* _Your goal_
Copy every line of the listing below word for word, leaving out the pictures.

— begin —

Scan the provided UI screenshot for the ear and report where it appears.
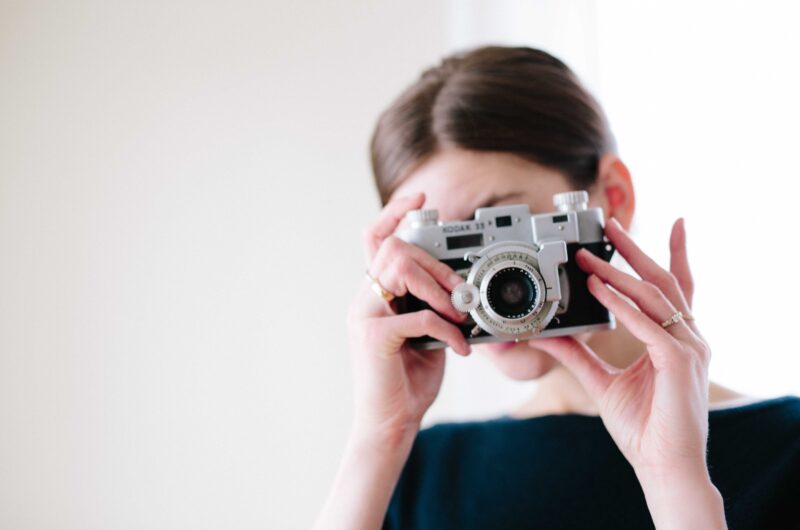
[589,153,636,230]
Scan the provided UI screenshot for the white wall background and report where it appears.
[0,0,800,529]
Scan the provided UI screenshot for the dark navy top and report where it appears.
[383,396,800,530]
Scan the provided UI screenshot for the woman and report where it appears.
[316,47,800,529]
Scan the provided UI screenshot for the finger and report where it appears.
[606,217,689,320]
[369,236,464,292]
[587,274,686,347]
[575,249,697,341]
[669,217,694,309]
[363,192,425,264]
[528,337,621,403]
[378,255,466,322]
[372,309,470,357]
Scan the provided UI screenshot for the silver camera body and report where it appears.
[393,191,615,349]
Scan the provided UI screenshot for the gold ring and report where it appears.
[365,270,395,302]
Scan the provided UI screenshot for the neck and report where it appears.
[511,325,749,418]
[512,325,646,418]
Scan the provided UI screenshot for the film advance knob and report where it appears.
[406,210,439,228]
[553,191,589,212]
[450,283,481,313]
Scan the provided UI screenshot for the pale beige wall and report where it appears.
[0,0,444,530]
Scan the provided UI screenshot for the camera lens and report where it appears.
[486,267,537,318]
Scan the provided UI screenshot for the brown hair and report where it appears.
[371,46,616,205]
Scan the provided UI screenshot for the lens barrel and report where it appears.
[486,267,538,319]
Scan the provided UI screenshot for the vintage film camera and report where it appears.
[394,191,615,349]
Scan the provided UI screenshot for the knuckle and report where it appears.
[383,236,403,254]
[642,281,661,297]
[391,254,413,278]
[419,309,439,328]
[661,271,680,288]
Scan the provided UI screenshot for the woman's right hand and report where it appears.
[347,193,470,444]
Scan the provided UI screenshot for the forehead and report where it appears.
[392,148,568,221]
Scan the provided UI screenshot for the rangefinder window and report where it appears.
[447,234,483,250]
[494,215,511,228]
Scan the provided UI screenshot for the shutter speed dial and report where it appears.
[450,283,481,313]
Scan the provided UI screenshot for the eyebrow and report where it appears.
[467,191,533,215]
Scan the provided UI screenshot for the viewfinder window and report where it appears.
[494,215,511,228]
[447,234,483,250]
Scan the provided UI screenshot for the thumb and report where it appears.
[528,336,621,403]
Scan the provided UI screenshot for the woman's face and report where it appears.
[392,148,594,380]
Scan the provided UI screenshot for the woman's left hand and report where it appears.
[530,218,711,485]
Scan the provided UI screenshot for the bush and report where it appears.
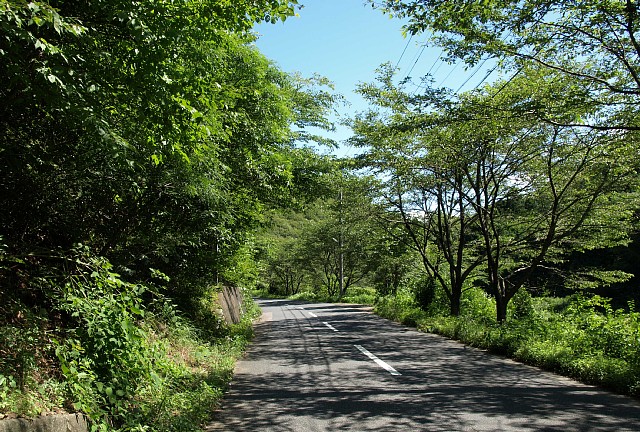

— end —

* _Output of the exercise_
Scan the provided UI screenshot for the ear and report where it appears.
[589,153,636,230]
Scan the provided UI screenshot for the white wall background and report where it appears.
[0,0,800,529]
Scan the provided UI screenshot for the dark navy top and report where it appears.
[383,396,800,530]
Scan the provided UI screenshot for the woman and report where it appears.
[316,47,800,529]
Scan the provided UI screenshot for the finger and report where it appears.
[606,217,689,320]
[369,236,464,292]
[587,274,686,347]
[575,249,697,341]
[669,217,694,309]
[363,192,425,264]
[528,337,621,403]
[378,255,466,322]
[372,309,470,357]
Scan the provided UI screenshot for the silver camera body and report where it appears.
[393,191,615,349]
Scan the provided UI screenshot for the gold ring and report where it appears.
[365,270,395,302]
Scan the provided UI screenshot for the neck and report where it appears.
[511,325,749,418]
[512,325,646,418]
Scan the provided UI screenshot for the film advance knob and report where it appears.
[406,210,439,228]
[553,191,589,212]
[450,283,481,313]
Scan the provided UI screenshot for the pale beige wall and report where it appears.
[0,0,444,530]
Scan the provided UI screenshot for the camera lens and report where it appears.
[486,267,537,318]
Scan the provided UI screenshot for the brown hair and report where it appears.
[371,46,616,205]
Scan the provided UI screenshot for the lens barrel and report where it appears.
[486,267,538,319]
Scan the provided UI screenshot for the vintage film camera and report where it appears.
[394,191,615,349]
Scan the provided UI screenshot for the knuckle and report where it appears.
[383,236,403,254]
[642,281,661,297]
[391,254,413,278]
[419,309,439,328]
[661,271,680,288]
Scan the provided UI screenshot for the woman's right hand and report where it appears.
[347,193,470,444]
Scan the provided UI screenshot for the forehead and report where it appears.
[392,148,568,221]
Scan the provided UI screenshot for the rangefinder window and report where it appears.
[447,234,483,250]
[494,215,511,228]
Scan the provided UI screenshot for the shutter speed dial and report where it appears.
[450,283,481,313]
Scan the provided UI screenshot for the eyebrow and report where it appears.
[467,191,533,215]
Scan the provided UI screenshot for the viewfinder window and report where it appears.
[494,215,511,228]
[447,234,483,250]
Scan the provided UI screenshot for the thumb and report where it appears.
[528,336,621,403]
Scan the provided UI screenshot for the woman's face and report where it appears.
[392,148,594,380]
Scan the provided UI screenshot for the woman's left hand and report where it appears.
[530,218,711,485]
Scan the provided UI screenshot for the bush and report where it appears.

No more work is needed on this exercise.